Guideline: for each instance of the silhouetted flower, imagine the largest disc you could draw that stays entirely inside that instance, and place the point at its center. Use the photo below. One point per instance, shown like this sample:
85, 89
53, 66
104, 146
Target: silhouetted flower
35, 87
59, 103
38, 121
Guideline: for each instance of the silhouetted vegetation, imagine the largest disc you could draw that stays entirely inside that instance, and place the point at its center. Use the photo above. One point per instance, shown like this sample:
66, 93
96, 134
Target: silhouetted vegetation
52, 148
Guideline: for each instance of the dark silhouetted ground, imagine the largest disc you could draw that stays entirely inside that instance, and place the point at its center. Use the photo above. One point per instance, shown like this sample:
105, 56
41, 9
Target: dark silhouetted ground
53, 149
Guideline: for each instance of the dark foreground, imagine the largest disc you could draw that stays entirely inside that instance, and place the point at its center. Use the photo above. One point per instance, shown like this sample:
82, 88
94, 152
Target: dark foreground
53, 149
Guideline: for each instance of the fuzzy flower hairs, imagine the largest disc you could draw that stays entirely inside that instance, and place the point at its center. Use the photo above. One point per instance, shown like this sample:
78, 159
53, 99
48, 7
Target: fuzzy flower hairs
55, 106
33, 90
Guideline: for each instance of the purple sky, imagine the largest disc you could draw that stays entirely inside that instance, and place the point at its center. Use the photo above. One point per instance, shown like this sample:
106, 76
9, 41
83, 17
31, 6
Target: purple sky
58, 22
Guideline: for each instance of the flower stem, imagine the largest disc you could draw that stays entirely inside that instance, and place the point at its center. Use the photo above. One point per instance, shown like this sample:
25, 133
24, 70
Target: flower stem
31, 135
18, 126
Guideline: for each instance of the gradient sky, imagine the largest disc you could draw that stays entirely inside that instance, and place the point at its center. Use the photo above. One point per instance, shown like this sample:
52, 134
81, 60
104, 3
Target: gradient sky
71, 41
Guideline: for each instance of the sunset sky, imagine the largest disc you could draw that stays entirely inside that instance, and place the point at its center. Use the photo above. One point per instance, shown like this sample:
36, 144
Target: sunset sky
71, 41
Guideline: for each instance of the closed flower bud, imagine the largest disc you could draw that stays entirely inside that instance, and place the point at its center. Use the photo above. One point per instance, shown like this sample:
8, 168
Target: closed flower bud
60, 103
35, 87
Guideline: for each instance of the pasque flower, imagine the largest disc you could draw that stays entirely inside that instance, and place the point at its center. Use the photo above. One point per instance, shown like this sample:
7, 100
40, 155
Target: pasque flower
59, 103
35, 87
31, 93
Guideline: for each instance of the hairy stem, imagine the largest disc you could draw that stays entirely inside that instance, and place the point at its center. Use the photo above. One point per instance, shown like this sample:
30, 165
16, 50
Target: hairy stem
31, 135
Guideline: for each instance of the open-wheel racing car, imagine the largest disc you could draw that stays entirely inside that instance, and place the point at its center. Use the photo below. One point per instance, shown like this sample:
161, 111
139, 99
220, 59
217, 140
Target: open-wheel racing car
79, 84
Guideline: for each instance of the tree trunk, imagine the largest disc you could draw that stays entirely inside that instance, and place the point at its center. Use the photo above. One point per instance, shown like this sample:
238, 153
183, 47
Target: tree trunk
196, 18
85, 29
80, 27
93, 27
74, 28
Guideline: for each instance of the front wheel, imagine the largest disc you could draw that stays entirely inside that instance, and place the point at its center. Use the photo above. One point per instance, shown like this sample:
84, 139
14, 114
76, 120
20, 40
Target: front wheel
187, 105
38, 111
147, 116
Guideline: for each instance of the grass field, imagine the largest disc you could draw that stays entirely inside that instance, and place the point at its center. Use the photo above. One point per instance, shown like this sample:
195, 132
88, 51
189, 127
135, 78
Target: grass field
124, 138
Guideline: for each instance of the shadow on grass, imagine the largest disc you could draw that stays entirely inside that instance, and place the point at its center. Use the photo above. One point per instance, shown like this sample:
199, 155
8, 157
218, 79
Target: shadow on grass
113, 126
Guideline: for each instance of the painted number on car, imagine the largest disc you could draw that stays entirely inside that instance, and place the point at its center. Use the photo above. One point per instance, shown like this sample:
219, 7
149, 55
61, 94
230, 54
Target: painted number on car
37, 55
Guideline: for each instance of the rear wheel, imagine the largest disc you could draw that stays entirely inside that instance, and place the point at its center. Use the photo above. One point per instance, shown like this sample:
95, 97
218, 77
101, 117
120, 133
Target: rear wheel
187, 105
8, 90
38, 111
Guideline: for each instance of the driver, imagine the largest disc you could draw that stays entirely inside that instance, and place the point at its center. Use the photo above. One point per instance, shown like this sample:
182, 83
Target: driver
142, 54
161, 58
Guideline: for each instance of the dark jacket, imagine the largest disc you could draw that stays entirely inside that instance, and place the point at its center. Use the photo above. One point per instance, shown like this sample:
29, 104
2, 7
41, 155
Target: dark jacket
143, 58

★ ★ ★ ★ ★

• [EXERCISE REQUIREMENTS] In the entries above, identify every line with the word "below". Copy those lines.

• [SOLUTION FOR THIS EXERCISE]
Guideline: for each instance of the silhouetted flower, imagine the largest disc you could draw that stays entirely inside that instance, and place the point at its center. Use the photo below. One point per instance, shown like this sample:
Guideline: for each instance of the open-wheel racing car, imagine the largest disc you could draw that stays entirely inside that instance, and place the point at its center. Use the photo below. One point per instance, shown like this sample:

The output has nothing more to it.